Questions -
a: Answer these questions using the passage on metaphors and drone footage:
(i) What does the passage call the leading cause of poetry death?
(ii) In which industrial park did the writer fly a camera drone?
(iii) What kind of trucks made up the fleet the drone captured?
b: Output the section of the passage on metaphors and drone footage from "Metaphors can also" up to and including "of poetry death.", copied exactly.
c: Go on with the passage on metaphors and drone footage from where it stops.

Source extract -
=== Begin Enclosure ===

Metaphors can also be shot down; maybe you will do that with mine, now. It’s true there is no shortage of bad ones, as impenetrable as a propulsionless octagon trailing strings over a Great Lake. Metaphor failure is the leading cause of poetry death.
A few years ago I went through a maverick phase with a camera drone in the East Williamsburg Industrial Park, a sprawling urban geography with a certain amount of inborn metaphorical force—an aesthetic scar tucked away in a pocket of Brooklyn and organized around one of the most polluted bodies of water in the country, all with enviable views of the Manhattan skyline. The drone took this general symbol of devastation and gave it any number of specific faces: whole huge cement truck drums apparently discarded in a pile; out-of-use brick warehouse chimneys glimpsing downward into the pitch of hell; a fleet of Dorito trucks; forklifts eternally circling a multistory, red-and-blue conveyor, outside a warehouse near the train tracks, that looked like it was built from an Erector Set; wild greenery scaling the brick and glass-block walls of a complex you could imagine no human had touched the inside of in decades; an elaborate metal cage—exactly what size, hard to say—sitting with its door open on a low-slung roof.

=== End Enclosure ===

Records -

=== Begin Enclosure ===

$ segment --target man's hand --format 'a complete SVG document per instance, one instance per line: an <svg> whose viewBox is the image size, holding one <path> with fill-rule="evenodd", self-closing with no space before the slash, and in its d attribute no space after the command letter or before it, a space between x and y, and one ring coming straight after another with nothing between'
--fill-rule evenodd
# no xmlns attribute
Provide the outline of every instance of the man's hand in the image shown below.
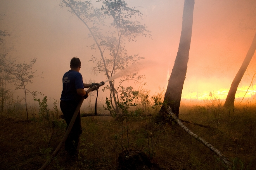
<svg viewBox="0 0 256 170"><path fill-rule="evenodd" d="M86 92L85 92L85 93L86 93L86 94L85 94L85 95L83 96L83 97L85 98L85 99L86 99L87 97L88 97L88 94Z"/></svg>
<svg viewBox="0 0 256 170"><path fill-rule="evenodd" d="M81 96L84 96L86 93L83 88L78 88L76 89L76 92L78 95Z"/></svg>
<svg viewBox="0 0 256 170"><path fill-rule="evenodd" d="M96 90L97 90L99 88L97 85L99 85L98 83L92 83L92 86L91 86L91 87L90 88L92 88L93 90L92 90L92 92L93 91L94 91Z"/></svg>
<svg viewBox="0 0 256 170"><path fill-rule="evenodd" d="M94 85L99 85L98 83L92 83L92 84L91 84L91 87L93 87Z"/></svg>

=== End Enclosure ===
=== Begin Enclosure ===

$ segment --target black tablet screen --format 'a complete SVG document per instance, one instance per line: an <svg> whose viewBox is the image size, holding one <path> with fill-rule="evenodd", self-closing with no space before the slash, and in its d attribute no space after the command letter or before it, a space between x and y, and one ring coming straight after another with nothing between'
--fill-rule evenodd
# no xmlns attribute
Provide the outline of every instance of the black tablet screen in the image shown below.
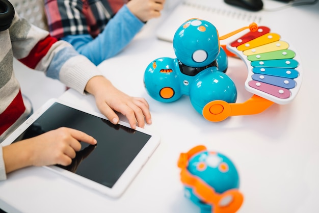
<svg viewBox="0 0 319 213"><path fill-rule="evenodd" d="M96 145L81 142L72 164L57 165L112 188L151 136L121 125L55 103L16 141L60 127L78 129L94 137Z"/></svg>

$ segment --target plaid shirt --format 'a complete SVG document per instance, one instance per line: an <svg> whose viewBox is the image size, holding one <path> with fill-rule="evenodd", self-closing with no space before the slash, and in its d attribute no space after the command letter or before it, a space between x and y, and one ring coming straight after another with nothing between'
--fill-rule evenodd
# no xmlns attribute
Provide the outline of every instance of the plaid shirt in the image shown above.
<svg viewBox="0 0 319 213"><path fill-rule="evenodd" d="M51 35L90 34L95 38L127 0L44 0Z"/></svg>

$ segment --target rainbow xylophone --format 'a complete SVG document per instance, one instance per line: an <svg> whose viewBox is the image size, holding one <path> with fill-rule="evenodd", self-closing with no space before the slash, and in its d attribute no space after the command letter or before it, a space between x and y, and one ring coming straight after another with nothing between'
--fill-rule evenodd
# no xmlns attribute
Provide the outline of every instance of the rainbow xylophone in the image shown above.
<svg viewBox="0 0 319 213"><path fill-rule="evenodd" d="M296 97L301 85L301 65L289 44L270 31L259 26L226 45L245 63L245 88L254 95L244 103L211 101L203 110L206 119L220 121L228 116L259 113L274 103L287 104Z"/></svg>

=== End Enclosure ===

Answers to the tasks -
a:
(i) Metaphor failure.
(ii) The East Williamsburg Industrial Park in Brooklyn.
(iii) Dorito trucks.

b:
Metaphors can also be shot down; maybe you will do that with mine, now. It’s true there is no shortage of bad ones, as impenetrable as a propulsionless octagon trailing strings over a Great Lake. Metaphor failure is the leading cause of poetry death.

c:
Everything in the East Williamsburg Industrial Park looks a bit like Legos from above. Toxic legos, maybe. But Legos invisible from the street, where cinderblock walls topped with razor wire dismiss the onlooker. Inside those walls teems a whole recombinant substrate of the city, literal and figurative, brightly colored and choked with dust.
In the end (for that drone at least), I sent it another direction and crashed it onto the roof of a hospital. From there it was placed in the custody of the police. I thought for sure retrieving it would result in my arrest, but I had to rescue the footage. A cop took my driver’s license and left me tense in the lobby for 10 minutes. When my drone returned to me, it was totaled, but the images were recoverable. One video shows the final moments of the device, as the building’s hulk of rust-colored steel interferes with the connection back home and the poor thing tries to get back on its own, a journey that lasts only a few seconds before terminating, mutely, in a wall.